— WHAT YOU NEED TO DO —
Decide whether each statement below agrees with the following text about Roy Wilkins. Answer yes or no for each, and quote the deciding words of the text. (a) Wilkins was the first black person to work as a reporter for The Minnesota Daily. (b) John Quincy Adams hired Wilkins as editor of the St. Paul Appeal. (c) The Midwestern Race Relations Conference in Kansas City was held in July 1923.

— TEXT FOR ANALYSIS —
#####
It wasn’t in Mississippi. It was Minnesota. As Wilkins later put it, “What bothered me most was the way those 5,000 white Northerners had gotten together on the lynching.”

Wilkins said he absorbed moderation during his years at the university.

He became a reporter for the school’s newspaper, The Minnesota Daily, and was thrilled that he was the paper’s first black person in that position—though he was less than thrilled that it took the Daily nearly a month to change the “Ray Wilkins” that appeared on the masthead to “Roy Wilkins.”

During Wilkins’ university years John Quincy Adams, the editor of the St. Paul Appeal, a once prominent black owned newspaper, died, and Adams’ wife hired Wilkins to take over as editor. He slowly built the newspaper back towards the importance it had once held.

Through these same years Wilkins became more and more active in the St. Paul chapter of the NAACP, becoming its secretary by 1922. In 1923 he came to Kansas City to attend the organization’s Midwestern Race Relations Conference, which ran August 29 – September 5, 89 years ago as I write. He looked forward to seeing people like scientist George Washington Carver, poet James Weldon Johnson, lynching investigator Walter White, and W.E.B. Du Bois.

When a representative of Gov. Arthur M. Hyde used the word “darky” the meeting erupted for six minutes before the 500 delegates and the 10,000 local people were persuaded to quiet. But when the emissary delivered a message from the governor urging the delegates to devote themselves to industry, thrift, and individual achievement, rather than “so-called equality,” there was “an ominous silence.” Finally James Weldon Johnson stood. Besides being a poet (God’s Trombones), Johnson was also a diplomat, playwright, and, as Wilkins put it, “a gentleman.” He was also the first African American to head the NAACP. Johnson held the entire auditorium in silence as he spoke with great eloquence, ending with “Thrift and industry? Look around you, sir, at these thousands who by thrift and industry, by study and by devotion to church, have made themselves worthy to enjoy the right of American citizens. But, sir, do they enjoy them? We are here to serve notice that we are in a fight to the death for the right guaranteed us as American citizens by the Constitution.”
#####
— RECORD SET —
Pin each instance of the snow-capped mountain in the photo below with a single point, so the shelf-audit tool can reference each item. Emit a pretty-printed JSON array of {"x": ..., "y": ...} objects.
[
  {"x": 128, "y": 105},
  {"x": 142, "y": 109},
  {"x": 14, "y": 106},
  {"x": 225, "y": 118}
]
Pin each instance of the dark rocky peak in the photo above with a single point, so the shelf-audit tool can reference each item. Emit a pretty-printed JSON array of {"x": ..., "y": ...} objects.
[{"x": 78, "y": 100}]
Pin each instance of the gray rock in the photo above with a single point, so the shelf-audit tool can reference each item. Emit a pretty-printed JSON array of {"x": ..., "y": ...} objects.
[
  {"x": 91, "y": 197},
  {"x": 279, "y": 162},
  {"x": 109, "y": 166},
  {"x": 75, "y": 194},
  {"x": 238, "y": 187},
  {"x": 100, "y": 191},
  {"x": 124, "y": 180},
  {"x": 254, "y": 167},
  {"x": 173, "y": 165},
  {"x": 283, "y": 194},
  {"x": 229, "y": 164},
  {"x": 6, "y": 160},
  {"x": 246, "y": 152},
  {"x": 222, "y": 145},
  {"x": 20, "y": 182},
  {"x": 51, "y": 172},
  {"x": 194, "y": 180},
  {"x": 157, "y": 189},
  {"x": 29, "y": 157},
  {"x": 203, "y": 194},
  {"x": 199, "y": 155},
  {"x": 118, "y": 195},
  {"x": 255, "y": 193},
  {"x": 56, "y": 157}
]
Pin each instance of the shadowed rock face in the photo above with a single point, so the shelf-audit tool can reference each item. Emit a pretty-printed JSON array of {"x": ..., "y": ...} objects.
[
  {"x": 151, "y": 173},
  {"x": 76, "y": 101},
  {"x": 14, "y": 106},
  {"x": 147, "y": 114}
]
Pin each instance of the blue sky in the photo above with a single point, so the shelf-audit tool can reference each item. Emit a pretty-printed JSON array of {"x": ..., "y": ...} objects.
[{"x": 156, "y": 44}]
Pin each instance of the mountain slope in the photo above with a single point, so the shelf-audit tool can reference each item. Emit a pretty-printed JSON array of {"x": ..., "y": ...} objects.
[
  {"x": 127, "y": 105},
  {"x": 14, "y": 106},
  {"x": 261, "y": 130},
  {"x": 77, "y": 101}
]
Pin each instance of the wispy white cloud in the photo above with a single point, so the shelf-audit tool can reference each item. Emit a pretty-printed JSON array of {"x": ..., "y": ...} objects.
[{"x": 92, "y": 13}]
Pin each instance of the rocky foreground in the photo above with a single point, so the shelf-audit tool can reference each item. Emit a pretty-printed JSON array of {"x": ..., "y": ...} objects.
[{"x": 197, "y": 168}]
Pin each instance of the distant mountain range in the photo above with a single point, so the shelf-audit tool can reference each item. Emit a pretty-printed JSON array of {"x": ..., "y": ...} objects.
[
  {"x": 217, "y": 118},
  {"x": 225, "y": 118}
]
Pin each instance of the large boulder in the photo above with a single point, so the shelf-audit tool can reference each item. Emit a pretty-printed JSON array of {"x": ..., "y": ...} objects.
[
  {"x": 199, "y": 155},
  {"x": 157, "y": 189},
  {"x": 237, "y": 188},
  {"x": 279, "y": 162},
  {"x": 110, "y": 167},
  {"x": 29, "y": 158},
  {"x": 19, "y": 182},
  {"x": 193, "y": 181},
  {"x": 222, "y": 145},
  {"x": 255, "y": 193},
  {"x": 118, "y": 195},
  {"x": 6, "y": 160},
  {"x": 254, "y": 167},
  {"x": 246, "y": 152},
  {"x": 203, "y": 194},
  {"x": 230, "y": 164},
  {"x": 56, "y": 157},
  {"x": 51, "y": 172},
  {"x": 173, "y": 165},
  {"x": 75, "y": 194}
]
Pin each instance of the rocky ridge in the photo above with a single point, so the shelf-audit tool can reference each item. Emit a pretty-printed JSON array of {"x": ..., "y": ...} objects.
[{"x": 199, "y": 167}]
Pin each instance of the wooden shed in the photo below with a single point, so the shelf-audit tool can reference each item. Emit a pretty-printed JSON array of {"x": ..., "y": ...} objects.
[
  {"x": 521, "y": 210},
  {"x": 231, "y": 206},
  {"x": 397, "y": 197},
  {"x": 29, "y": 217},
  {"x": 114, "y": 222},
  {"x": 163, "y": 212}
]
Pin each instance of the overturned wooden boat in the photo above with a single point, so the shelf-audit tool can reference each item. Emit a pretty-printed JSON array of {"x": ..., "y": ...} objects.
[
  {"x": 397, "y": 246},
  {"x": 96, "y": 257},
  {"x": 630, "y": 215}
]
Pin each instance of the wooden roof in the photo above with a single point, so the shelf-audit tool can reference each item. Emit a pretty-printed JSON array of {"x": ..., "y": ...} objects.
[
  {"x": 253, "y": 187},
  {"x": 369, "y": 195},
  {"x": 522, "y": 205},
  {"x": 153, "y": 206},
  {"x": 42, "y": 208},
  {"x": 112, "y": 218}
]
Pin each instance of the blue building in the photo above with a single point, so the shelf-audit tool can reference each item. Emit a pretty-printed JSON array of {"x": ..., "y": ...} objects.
#####
— TASK RESPONSE —
(a) Yes: "was thrilled that he was the paper’s first black person in that position"
(b) No: "Adams’ wife hired Wilkins to take over as editor"
(c) No: "which ran August 29 – September 5"